**Requirement**
Please retype the data below in full.

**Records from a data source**
________
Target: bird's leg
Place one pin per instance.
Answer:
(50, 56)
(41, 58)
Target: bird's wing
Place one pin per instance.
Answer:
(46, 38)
________
**Task solution**
Target: bird's leg
Place one pin per instance.
Answer:
(50, 56)
(41, 58)
Target: bird's wing
Place one pin per instance.
Answer:
(46, 38)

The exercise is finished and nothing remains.